(The task) Please give again, exactly and only, the stretch of lines from the one containing "Pin the wire" to the end of the entries below.

■ ■ ■ ■ ■ ■ ■

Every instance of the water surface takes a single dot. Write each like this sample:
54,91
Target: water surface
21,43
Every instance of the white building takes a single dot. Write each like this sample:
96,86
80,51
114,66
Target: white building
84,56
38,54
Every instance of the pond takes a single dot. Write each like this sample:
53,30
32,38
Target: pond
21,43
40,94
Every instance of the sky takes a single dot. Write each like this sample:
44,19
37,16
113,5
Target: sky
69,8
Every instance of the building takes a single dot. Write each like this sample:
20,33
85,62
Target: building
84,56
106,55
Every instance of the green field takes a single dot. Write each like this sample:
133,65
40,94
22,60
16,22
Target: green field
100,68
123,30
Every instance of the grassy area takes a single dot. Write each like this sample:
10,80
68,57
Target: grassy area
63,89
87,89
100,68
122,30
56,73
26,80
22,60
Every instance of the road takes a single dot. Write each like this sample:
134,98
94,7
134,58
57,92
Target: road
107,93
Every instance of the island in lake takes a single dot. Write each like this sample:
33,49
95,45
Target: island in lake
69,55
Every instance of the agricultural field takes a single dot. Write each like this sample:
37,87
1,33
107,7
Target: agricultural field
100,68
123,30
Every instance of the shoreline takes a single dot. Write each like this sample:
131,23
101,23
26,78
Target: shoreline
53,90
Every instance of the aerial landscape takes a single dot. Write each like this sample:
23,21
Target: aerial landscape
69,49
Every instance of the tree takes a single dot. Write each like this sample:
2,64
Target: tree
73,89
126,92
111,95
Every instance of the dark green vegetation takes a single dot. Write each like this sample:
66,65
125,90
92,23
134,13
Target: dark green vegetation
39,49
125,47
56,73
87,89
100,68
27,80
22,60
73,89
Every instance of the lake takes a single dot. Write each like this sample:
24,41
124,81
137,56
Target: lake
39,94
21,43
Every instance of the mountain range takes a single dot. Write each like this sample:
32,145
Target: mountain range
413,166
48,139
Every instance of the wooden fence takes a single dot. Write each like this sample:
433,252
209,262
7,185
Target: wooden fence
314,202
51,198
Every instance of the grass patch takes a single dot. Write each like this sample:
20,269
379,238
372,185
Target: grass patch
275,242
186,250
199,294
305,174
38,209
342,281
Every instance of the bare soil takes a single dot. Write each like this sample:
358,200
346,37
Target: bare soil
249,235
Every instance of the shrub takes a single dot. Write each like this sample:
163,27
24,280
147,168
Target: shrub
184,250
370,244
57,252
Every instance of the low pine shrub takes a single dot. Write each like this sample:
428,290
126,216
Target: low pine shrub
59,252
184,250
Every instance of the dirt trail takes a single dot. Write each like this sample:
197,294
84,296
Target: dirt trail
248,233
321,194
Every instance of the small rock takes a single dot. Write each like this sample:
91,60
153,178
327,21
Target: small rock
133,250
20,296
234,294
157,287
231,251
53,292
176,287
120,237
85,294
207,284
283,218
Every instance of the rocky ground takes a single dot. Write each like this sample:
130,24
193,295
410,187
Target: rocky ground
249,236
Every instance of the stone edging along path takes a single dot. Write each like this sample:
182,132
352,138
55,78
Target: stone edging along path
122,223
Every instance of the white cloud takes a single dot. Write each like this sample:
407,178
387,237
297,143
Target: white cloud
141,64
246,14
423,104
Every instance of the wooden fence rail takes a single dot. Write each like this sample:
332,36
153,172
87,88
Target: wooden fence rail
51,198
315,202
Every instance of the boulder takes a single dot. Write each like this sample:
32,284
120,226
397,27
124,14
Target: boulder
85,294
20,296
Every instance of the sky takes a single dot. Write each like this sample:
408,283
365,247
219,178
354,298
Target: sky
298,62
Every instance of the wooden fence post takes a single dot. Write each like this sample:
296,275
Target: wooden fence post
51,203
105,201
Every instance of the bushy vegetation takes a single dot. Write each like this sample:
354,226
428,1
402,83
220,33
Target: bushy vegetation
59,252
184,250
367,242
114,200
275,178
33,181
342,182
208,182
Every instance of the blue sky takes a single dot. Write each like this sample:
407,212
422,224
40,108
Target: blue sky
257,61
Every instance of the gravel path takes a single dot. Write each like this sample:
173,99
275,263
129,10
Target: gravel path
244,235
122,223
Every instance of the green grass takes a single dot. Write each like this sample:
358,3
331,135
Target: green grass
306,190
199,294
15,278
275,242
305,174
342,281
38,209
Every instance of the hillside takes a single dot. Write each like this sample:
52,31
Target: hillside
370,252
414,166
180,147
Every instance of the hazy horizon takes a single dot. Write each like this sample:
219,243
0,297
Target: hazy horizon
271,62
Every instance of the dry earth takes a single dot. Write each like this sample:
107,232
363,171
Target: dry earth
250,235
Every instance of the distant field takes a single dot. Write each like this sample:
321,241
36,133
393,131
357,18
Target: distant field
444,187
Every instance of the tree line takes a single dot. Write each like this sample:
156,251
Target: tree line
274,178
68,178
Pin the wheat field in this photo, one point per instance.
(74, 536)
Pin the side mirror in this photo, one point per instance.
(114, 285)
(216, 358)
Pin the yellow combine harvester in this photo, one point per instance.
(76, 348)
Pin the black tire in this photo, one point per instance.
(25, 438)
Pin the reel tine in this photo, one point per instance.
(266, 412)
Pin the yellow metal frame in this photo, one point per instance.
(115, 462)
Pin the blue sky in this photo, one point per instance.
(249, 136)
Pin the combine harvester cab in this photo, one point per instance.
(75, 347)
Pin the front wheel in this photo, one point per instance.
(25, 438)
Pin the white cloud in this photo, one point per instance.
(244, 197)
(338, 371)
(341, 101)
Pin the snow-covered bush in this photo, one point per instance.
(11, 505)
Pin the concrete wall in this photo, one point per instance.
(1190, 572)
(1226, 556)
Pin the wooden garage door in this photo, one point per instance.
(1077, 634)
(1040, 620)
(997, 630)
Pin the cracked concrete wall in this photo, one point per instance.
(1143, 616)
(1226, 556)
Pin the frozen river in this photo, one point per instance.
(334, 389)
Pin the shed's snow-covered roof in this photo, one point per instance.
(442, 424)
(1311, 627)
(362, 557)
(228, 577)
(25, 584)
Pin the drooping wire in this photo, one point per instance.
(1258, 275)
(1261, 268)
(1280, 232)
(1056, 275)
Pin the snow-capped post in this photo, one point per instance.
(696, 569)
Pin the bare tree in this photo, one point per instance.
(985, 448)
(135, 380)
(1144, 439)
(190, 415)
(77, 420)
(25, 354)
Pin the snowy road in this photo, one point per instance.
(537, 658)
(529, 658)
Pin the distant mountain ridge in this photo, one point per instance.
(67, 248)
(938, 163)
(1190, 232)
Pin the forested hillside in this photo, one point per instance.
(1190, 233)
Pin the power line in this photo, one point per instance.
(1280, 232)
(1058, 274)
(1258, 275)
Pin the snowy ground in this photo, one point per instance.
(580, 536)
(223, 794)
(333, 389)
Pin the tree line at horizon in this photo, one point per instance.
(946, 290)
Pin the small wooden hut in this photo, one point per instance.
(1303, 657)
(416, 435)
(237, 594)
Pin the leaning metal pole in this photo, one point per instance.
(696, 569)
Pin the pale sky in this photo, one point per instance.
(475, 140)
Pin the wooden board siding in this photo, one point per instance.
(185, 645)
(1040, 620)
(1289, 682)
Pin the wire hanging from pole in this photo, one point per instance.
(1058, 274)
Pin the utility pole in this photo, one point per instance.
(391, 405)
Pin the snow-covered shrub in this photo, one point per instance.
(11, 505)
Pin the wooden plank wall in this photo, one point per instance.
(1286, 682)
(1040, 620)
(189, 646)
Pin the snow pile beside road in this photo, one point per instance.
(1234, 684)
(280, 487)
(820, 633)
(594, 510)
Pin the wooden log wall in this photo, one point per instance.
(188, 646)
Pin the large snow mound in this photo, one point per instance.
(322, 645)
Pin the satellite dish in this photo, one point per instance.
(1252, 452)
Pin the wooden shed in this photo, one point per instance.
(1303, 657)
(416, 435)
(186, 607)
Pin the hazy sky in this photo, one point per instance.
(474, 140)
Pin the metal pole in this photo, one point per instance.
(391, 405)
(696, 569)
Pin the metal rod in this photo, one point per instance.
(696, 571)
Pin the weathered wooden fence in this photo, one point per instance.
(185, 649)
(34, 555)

■ ■ ■ ■ ■ ■ ■

(Solution for this task)
Pin the wire hanging from pole in this photo, one point per instance.
(1058, 274)
Pin the utility pole in this photo, one point per instance.
(391, 405)
Pin the snow-covered shrub in this photo, one point per instance.
(11, 505)
Pin the wooden plank wall in this photo, one point per instance.
(1286, 682)
(1040, 620)
(189, 646)
Pin the snow pile beside road in this photo, one point per instance.
(1234, 684)
(280, 487)
(820, 633)
(594, 510)
Pin the wooden log wall in this photo, one point per instance.
(188, 646)
Pin the large snow mound in this photo, one point per instance.
(322, 645)
Pin the satellite dish in this photo, one point per instance.
(1252, 452)
Pin the wooden shed in this photo, one point per instance.
(1303, 657)
(416, 435)
(186, 607)
Pin the hazy sky in this photo, one point per instance.
(474, 140)
Pin the metal pole in this photo, one point per instance.
(391, 405)
(696, 569)
Pin the metal rod in this photo, one point per instance.
(696, 571)
Pin the weathered wooden fence in this photo, one point per instance.
(185, 649)
(34, 555)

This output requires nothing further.